◆ **Instructions to follow**: Each record is to be copied exactly as written.
· · ·
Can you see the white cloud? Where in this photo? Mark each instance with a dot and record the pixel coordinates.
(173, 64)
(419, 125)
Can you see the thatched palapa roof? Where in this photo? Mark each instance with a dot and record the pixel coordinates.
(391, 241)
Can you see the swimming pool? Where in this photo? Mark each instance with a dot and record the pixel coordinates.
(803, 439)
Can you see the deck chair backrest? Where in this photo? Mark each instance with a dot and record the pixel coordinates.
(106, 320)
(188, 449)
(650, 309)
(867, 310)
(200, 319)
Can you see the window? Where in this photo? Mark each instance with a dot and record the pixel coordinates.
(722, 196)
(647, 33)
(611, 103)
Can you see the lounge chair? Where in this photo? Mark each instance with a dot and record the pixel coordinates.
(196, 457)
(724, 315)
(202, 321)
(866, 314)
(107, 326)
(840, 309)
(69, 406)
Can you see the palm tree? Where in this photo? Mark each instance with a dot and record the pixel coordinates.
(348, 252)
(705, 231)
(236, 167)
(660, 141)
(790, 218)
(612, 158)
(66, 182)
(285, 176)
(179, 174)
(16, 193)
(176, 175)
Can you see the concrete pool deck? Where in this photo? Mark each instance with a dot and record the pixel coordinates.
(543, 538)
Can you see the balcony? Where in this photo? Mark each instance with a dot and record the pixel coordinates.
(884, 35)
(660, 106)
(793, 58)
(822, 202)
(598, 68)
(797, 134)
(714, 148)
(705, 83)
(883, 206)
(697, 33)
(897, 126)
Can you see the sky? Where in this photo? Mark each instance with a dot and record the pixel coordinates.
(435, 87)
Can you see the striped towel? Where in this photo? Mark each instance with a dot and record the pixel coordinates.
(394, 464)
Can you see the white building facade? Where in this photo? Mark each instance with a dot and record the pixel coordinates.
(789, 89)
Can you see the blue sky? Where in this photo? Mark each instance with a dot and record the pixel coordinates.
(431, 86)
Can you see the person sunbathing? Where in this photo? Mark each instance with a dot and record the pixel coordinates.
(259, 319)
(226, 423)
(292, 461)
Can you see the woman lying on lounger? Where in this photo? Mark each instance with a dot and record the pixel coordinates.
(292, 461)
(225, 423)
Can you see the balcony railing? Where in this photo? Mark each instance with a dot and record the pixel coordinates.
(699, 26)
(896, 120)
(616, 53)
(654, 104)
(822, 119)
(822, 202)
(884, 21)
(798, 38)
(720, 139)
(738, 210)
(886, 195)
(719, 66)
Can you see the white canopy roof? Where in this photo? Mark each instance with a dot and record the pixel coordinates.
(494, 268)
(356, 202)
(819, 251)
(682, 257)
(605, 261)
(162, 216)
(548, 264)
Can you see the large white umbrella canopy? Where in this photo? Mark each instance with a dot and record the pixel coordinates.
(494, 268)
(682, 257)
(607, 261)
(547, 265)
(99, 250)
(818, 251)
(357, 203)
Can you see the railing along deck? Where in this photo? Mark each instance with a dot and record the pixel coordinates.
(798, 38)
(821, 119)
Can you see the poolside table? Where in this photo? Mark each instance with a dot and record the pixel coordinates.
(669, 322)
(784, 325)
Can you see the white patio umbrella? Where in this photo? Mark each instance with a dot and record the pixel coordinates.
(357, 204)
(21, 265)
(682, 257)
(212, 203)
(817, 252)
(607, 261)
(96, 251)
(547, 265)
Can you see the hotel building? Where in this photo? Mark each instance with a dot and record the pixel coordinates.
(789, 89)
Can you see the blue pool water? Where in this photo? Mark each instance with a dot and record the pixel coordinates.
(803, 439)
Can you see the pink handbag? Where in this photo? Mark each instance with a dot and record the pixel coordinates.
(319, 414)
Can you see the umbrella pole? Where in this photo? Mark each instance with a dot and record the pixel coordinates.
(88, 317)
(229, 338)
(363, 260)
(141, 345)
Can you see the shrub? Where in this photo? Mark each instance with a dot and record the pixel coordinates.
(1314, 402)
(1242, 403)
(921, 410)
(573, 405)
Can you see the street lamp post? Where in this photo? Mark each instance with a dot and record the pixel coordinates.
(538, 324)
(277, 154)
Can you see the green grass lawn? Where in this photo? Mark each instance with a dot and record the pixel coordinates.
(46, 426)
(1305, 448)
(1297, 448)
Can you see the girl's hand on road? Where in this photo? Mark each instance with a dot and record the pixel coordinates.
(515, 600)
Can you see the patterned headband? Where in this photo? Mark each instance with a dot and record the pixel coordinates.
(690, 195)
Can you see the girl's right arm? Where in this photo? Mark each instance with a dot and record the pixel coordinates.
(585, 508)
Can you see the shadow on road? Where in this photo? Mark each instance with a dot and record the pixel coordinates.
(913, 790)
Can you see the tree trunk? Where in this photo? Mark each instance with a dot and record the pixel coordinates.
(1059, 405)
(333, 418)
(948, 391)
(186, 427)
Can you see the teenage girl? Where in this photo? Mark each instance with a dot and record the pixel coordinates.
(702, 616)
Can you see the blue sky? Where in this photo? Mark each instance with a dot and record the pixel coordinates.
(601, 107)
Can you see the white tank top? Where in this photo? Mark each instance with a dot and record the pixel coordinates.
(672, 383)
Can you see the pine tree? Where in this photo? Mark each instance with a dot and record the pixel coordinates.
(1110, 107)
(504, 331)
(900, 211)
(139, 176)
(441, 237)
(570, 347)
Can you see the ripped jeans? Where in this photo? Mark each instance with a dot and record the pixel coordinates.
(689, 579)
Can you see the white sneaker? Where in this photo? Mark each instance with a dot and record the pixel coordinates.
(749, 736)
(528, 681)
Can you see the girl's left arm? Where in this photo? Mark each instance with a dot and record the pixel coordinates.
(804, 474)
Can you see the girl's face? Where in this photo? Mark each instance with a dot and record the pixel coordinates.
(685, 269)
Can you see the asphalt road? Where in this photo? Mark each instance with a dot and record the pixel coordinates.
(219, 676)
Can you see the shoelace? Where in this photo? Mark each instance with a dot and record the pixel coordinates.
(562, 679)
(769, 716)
· · ·
◆ **Result of this exercise**:
Can you see the white cloud? Where in this photo? Mark each instance with a dot and record the pixel coordinates.
(173, 64)
(419, 125)
Can you see the thatched palapa roof? Where in this photo? Mark each instance with a dot and record the pixel coordinates.
(391, 241)
Can you see the swimming pool? Where in this photo? Mark each instance with a dot and record the pixel coordinates.
(803, 439)
Can you see the deck chair backrest? Where in this photo? Mark each instance with a dot and record the pixel coordinates.
(106, 320)
(188, 449)
(650, 309)
(867, 310)
(200, 319)
Can you see the window? Where in this photo? Mark each instance with a dot and record the pixel coordinates.
(722, 196)
(647, 33)
(611, 103)
Can you see the lounge chair? Where in this photo? Mark each instance with a dot and record the pixel coordinates.
(196, 457)
(724, 315)
(202, 321)
(866, 314)
(107, 326)
(840, 309)
(69, 406)
Can you see the palm tree? Where in this photo? Mark each instance with a dot and record the pixel coordinates.
(348, 252)
(705, 231)
(236, 167)
(660, 141)
(790, 218)
(612, 158)
(66, 182)
(285, 176)
(179, 174)
(16, 193)
(176, 175)
Can you see the concrete pool deck? Where in this photo? Mark each instance with a dot and record the pixel coordinates.
(543, 538)
Can you see the balcony? Where in this photo? Mark each instance with a dot and record the pixel coordinates.
(884, 35)
(660, 106)
(793, 58)
(822, 202)
(598, 68)
(797, 134)
(714, 148)
(705, 83)
(883, 206)
(697, 33)
(897, 126)
Can you see the sky? Where in this photo? Mark each instance with a dot and record the pixel coordinates.
(435, 87)
Can you see the striped towel? Where in this photo? Mark each instance with a dot and record the pixel coordinates.
(394, 464)
Can you see the white building facade? Where in this photo? Mark each instance with a dot and record the pixel coordinates.
(789, 89)
Can you see the blue sky? Where in this photo? Mark each instance with a dot and record the pixel coordinates.
(431, 86)
Can you see the person sunbathing? Where in this photo? Mark each instance with a dot and record the pixel coordinates.
(259, 319)
(226, 423)
(292, 461)
Can you see the woman lying on lounger? Where in this photo? Mark each instance with a dot and record the pixel coordinates.
(292, 461)
(225, 423)
Can you see the balcony railing? Where in this photo? Mark each instance with a dot and record the pixel coordinates.
(699, 26)
(896, 120)
(616, 53)
(654, 104)
(822, 119)
(822, 202)
(884, 21)
(798, 38)
(720, 139)
(738, 210)
(886, 195)
(719, 66)
Can you see the white canopy roof? Where in this photo? Mark each instance with a dot and record the pixel coordinates.
(494, 268)
(356, 202)
(819, 251)
(682, 257)
(605, 261)
(162, 216)
(548, 264)
Can you see the large white umbrella canopy? Where in this photo? Mark each instance with a dot and record the pixel coordinates.
(494, 268)
(682, 257)
(607, 261)
(547, 265)
(99, 250)
(818, 251)
(357, 203)
Can you see the railing along deck? Where in this photo? Mark each instance with a dot and record the pixel coordinates.
(798, 38)
(821, 119)
Can you see the poolside table? Where in this photo? Mark each instance with a dot and record the pixel coordinates.
(669, 322)
(784, 325)
Can you see the white patio umbrella? Where in this photo? Mark each instance with a dot and record the pixel coordinates.
(357, 204)
(21, 265)
(682, 257)
(212, 203)
(817, 252)
(607, 261)
(96, 251)
(547, 265)
Can you see the hotel building? Where in this photo? Mark each instance with a dot and record the pixel coordinates.
(789, 89)
Can you see the blue pool water? Where in this photo? Mark each instance with a dot and record the pixel coordinates.
(803, 439)
Can you see the pink handbag? Where in this photo? Mark each instance with a dot and record the pixel coordinates.
(319, 414)
Can you see the umbrella pole? Where in this photo? Mark each instance with a dot and record the pixel coordinates.
(88, 317)
(229, 338)
(363, 260)
(141, 345)
Can you see the shrub? Where in this photo? Mark each instance with a dot and record the pixel coordinates.
(1314, 402)
(1242, 403)
(921, 410)
(573, 405)
Can you see the street lamp post? Where in this photo? Mark each instance with a dot and record the pixel coordinates.
(538, 324)
(277, 154)
Can you see the green grass lawn? Where in this photo? Mark each instance with a dot and record the pixel coordinates.
(46, 426)
(1305, 448)
(1297, 448)
Can you see the girl's hand on road? Where in this photo? Mark each instance with a dot and record the pixel coordinates.
(515, 600)
Can you see the patterned headband? Where in this photo? Mark each instance with a dot and record the pixel coordinates.
(690, 195)
Can you see the girl's right arm? Where in this photo? Mark each instance with a dot and record the pixel coordinates.
(585, 508)
Can you see the shadow on road? Where in this photo? Mark each instance with a dot and record the pixel coordinates.
(913, 790)
Can you see the tree trunk? Where in this photo? Mark each instance with a dot and record the pixel coordinates.
(1059, 405)
(333, 418)
(948, 391)
(186, 427)
Can you see the teenage girl? Where in this photo? Mark each instance with a dot and record the pixel coordinates.
(702, 616)
Can you see the blue sky? Where in this photo? Mark each instance with a dot and record the pixel coordinates.
(601, 107)
Can you see the white tank top? Where in this photo? Mark each instance with a dot and record the pixel coordinates.
(672, 383)
Can you see the pine tree? Where in this photo? Mark each instance with a dot and record the pixel coordinates.
(1110, 107)
(504, 331)
(900, 211)
(139, 176)
(441, 237)
(570, 347)
Can you see the ripped jeans? Where in this photo? Mark each instance with a dot and record the pixel coordinates.
(689, 579)
Can you see the white sneaker? Where in this photo? Mark each instance with a dot and record the pixel coordinates.
(749, 736)
(528, 681)
Can you see the girl's left arm? Where in this photo? Mark each instance with a dot and record the pixel coordinates.
(804, 474)
Can you see the girl's face? Where in this photo? Mark each instance with a dot and record the pixel coordinates.
(685, 269)
Can you see the asphalt road? Where in this photo? Mark each instance with a dot and record the pixel coordinates.
(219, 676)
Can you see the shoelace? Where in this photo? Mark each instance with a dot and record the pixel coordinates.
(562, 679)
(769, 716)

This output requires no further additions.